Activity: Starting with the line that holds "grass in the photo below.", repeat each line through the last one below, exactly. Pictures stay out.
Information shown Start Marker
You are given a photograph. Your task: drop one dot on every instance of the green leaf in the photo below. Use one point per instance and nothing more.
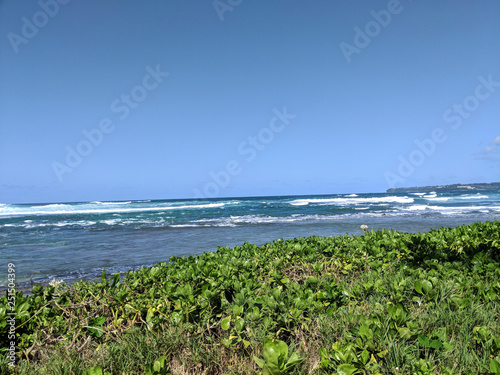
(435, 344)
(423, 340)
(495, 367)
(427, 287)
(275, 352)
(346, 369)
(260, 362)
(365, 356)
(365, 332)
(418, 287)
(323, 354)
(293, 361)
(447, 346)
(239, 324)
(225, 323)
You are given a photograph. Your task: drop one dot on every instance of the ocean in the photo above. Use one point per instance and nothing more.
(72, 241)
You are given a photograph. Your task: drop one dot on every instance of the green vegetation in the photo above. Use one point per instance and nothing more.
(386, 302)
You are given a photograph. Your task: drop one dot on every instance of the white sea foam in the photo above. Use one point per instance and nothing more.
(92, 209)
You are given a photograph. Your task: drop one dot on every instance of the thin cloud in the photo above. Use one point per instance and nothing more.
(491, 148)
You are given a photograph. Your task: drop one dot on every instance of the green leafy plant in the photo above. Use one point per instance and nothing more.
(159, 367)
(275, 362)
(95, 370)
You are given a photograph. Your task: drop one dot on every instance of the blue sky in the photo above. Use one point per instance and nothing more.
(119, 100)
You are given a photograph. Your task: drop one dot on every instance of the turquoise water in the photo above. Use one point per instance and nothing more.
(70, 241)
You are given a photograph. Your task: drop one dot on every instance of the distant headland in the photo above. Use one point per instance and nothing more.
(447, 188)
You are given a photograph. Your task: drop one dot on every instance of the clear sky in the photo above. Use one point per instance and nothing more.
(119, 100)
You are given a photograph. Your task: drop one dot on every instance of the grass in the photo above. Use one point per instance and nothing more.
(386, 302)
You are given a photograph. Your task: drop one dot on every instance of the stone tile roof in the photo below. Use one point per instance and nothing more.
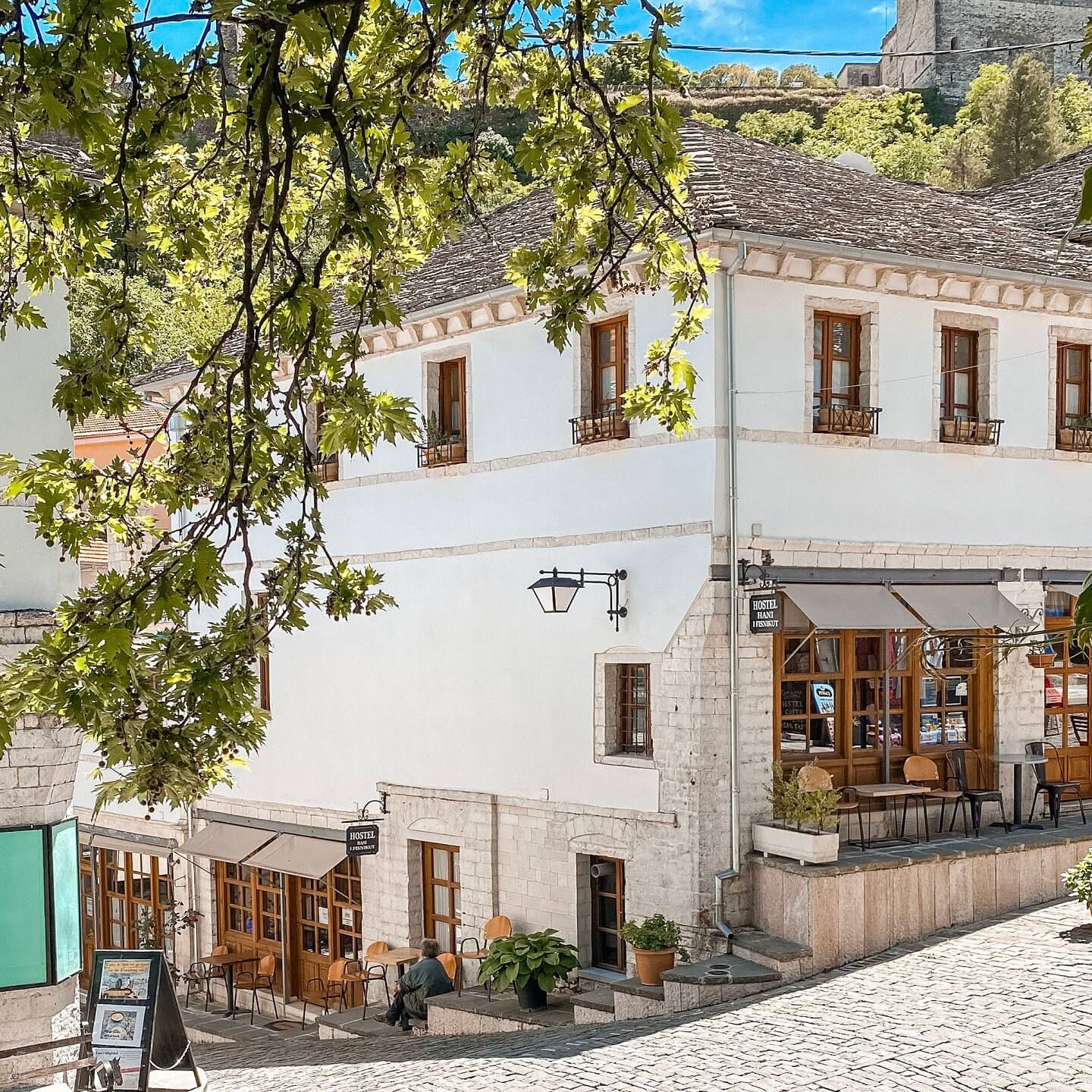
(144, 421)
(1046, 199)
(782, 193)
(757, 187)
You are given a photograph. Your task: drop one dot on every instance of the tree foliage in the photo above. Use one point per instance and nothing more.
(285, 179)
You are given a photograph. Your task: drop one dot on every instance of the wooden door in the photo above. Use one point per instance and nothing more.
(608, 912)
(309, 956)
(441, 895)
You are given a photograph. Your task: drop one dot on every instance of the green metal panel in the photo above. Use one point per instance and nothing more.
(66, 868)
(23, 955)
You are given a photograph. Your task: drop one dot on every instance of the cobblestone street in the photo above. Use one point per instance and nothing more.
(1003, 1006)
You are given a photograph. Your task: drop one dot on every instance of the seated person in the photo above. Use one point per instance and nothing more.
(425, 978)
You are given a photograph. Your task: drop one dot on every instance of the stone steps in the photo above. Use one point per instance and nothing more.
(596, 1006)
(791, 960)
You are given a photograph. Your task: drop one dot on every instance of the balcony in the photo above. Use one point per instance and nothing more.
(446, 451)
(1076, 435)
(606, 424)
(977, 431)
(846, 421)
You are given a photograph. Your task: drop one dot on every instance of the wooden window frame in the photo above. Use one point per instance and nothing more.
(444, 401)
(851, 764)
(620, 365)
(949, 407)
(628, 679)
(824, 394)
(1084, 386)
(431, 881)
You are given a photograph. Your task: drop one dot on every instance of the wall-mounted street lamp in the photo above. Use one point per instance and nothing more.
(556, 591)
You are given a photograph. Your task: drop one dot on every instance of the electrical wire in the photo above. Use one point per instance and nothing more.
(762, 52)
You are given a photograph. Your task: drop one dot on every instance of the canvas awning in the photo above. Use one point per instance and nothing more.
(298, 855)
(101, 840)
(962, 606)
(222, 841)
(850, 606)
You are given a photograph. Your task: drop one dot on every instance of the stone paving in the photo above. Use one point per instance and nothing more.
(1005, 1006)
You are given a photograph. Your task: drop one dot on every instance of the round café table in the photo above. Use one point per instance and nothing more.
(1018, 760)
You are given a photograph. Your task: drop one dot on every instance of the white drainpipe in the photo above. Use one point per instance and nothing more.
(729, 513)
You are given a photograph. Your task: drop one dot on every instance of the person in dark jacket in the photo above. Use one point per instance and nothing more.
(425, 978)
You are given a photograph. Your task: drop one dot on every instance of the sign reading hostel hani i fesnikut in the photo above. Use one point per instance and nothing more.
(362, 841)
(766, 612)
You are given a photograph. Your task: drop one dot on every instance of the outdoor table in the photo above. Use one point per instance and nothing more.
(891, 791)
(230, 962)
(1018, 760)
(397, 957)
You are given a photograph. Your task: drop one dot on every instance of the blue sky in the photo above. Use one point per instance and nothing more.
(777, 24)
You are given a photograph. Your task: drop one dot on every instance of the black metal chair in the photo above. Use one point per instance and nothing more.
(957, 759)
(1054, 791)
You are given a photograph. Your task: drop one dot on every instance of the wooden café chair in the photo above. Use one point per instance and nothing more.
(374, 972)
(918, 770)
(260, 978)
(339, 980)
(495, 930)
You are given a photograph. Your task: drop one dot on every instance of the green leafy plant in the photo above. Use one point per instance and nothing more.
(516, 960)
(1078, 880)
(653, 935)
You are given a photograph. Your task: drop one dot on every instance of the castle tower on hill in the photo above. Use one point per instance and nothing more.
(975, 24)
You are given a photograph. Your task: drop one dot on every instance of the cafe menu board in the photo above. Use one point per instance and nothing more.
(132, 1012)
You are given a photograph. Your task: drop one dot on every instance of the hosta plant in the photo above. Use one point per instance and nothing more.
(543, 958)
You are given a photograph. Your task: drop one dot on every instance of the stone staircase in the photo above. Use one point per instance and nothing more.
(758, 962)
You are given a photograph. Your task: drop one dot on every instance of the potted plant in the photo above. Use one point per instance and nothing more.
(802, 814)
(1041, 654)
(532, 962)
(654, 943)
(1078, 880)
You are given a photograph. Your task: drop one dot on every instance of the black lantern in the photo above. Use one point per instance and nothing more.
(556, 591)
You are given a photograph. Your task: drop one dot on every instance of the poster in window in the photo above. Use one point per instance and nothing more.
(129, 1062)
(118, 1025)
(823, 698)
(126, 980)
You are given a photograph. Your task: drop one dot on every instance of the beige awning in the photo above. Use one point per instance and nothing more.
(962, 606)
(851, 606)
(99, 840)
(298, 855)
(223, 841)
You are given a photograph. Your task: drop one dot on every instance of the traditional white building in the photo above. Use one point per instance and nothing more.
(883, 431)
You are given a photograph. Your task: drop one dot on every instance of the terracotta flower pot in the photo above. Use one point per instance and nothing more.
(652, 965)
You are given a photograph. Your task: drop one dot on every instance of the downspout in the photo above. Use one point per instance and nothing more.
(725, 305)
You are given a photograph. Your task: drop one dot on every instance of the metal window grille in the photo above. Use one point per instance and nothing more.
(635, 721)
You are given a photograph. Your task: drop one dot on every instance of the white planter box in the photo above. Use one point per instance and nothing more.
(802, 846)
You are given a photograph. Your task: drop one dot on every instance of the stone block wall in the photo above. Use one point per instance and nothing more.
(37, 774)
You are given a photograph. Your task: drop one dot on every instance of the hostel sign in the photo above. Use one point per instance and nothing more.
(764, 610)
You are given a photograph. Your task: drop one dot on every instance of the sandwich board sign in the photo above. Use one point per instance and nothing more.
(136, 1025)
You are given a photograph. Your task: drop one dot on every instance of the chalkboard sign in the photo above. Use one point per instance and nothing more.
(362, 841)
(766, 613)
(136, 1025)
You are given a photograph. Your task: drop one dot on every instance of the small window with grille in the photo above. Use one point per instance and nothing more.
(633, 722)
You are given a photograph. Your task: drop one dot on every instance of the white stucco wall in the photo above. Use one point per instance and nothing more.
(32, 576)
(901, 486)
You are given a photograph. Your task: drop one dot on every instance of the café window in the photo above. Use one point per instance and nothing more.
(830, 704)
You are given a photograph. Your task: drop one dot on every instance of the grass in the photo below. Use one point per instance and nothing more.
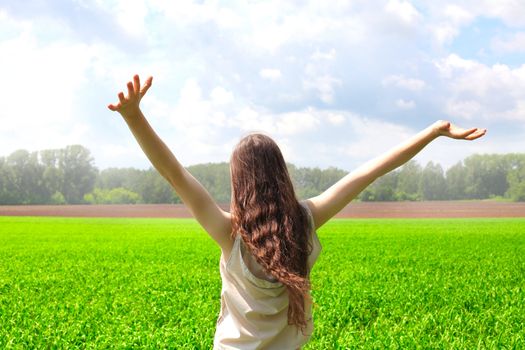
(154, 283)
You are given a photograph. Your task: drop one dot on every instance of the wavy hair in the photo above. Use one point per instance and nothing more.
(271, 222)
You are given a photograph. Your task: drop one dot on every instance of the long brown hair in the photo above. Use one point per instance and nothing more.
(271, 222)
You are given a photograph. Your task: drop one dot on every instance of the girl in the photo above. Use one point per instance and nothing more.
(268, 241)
Information shown End Marker
Reply to the exercise:
You are given a photograph. Your task: drop one dot on every instance of the grass in the photo below. Use one point per instance and nothing more.
(154, 283)
You are given a photograph. Your task: drop one dot on every instance of the wavy hair in the photo above. Use one point per instance and nothing more.
(271, 222)
You are given a photograph. Your task: drop one dot on every instance of the long brown hair in the photo above. Use one point per instance and nothing more.
(271, 222)
You are given a photograph. Your task: drop one dot on every instance of the girl in the photo above. Use one point per instance and nothing more.
(268, 241)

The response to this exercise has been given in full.